## Passage shown
Better diagnostic techniques have let physicians see problems like never before. Currently autism spectrum disorders affect one in every 68 children. Boys are affected more than girls. One in every 42 boys is affected and one in every 189 girls has some level of autism. In the United States alone, more than 3.5 million people are living with autism. Between 2002 and 2010, incidents of autism went up by between six and 15%. Early diagnosis and treatment can have amazing results. The cost of care that will be needed over a lifetime can be reduced by at least 67% if the diagnosis happens early enough.
If your child has been diagnosed with an autism spectrum disorder, you may not know what to do or where to turn. Here are some tips to help you:
- Give yourself some time to process. Caring for a child with an autism spectrum disorder is more like a marathon than a sprint. If you do not take some time for yourself from time to time, you will burn yourself out. There is a lot to do but you should still set aside some time for yourself. Take a bubble bath. Watch some mindless television. Catch up on a book. You need to take care of your child but you need to take care of yourself as well.

## Task requirements
Answer these questions from the autism passage:
1. How many girls have some level of autism, according to the passage?
2. By how much can early diagnosis reduce the cost of lifetime care?
3. What does the passage say caring for a child with an autism spectrum disorder is more like?

## Information shown
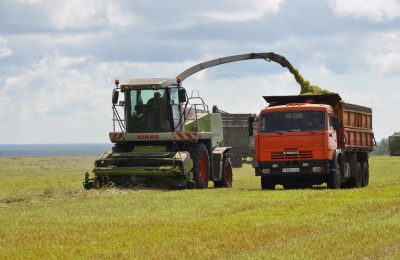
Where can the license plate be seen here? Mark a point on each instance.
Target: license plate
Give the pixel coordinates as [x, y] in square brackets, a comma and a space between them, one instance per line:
[291, 170]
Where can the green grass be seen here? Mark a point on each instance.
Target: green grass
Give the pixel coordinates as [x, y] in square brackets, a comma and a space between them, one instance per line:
[45, 213]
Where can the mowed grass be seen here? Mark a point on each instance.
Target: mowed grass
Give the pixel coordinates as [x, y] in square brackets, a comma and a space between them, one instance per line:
[45, 213]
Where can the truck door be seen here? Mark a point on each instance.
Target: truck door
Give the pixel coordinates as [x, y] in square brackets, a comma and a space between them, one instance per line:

## Output for this task
1. One in every 189 girls.
2. By at least 67%.
3. A marathon rather than a sprint.